=== Sección del documento ===

▼

Los demonios no son agnósticos,
ni ateos, ni politeístas. Están convencidos de la existencia de Dios (Sant.
2:19). Su fe, sin embargo, no está ligada a las obras de obediencia, es decir,
las acciones que completan o realizan la fe. Por lo tanto, la fe de los
demonios es una fe muerta (Sant. 2:14-16). Los demonios no son
modernistas religiosos. En otras palabras, los demonios no niegan la deidad
de Jesucristo, su nacimiento virginal, los milagros, etc. Los demonios son
reconocidos por confesar a Jesús como el Hijo de Dios (Mar. 1:24; 3:11). Nunca
los demonios dijeron que Jesús era hijo de José, o hijo de algún ser humano.

▲

=== Tareas por completar ===
[1] ¿Puedes reescribir el pasaje sobre la fe de los demonios desde "2:19). Su fe, sin" hasta "algún ser humano.", ambos incluidos, poniendo "sumisión" en lugar de "obediencia"?
[2] ¿Qué citas bíblicas aparecen en el texto sobre la fe de los demonios? Enuméralas todas.
[3] ¿Puedes escribir lo que sigue en el texto sobre la fe de los demonios, a partir de su última oración?
El material no interviene en nada de esto.

=== Información registrada ===
▼

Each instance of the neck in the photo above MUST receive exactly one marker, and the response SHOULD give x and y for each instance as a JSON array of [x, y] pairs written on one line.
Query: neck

▲

=== Respuestas dadas ===
[1]
2:19). Su fe, sin embargo, no está ligada a las obras de sumisión, es decir,
las acciones que completan o realizan la fe. Por lo tanto, la fe de los
demonios es una fe muerta (Sant. 2:14-16). Los demonios no son
modernistas religiosos. En otras palabras, los demonios no niegan la deidad
de Jesucristo, su nacimiento virginal, los milagros, etc. Los demonios son
reconocidos por confesar a Jesús como el Hijo de Dios (Mar. 1:24; 3:11). Nunca
los demonios dijeron que Jesús era hijo de José, o hijo de algún ser humano.

[2]
- Sant. 2:19
- Sant. 2:14-16
- Mar. 1:24
- Mar. 3:11

[3]
Ellos eran conscientes de la naturaleza divina de Jesús (cf. Mat. 1:20; Luc.
1:35). Los demonios respetan la
autoridad de Jesucristo. En una ocasión le rogaron que no los mandara al
abismo (Luc. 8:31), y pidieron su permiso para ir a un hato de cerdos (Luc.
8:32; cf. Mar. 5:12,13). Los demonios admiten su responsabilidad.
Es decir, reconocen su culpa, no pretenden justificarse, o racionalizar su
pecado. Saben que serán atormentados, y entienden que darán cuenta de sus
hechos (Mat. 8:29; cf. Fil. 2:10,11). Los demonios no niegan la
existencia del infierno como lo hacen algunos religiosos que niegan la
existencia de un castigo eterno, un castigo consciente de duración perpetua
(cf. 2 Tes. 1:9). Los demonios saben que les espera un castigo eterno, y tiemblan
(cf. Mat. 8:29; 2 Ped. 2:4; Sant. 2:19).
Es un hecho aleccionador que tantos
en nuestro derredor no crean el testimonio que Dios ha proporcionado en su
palabra, la Biblia, en contraste con los demonios que comprenden y creen, e
incluso, tiemblan.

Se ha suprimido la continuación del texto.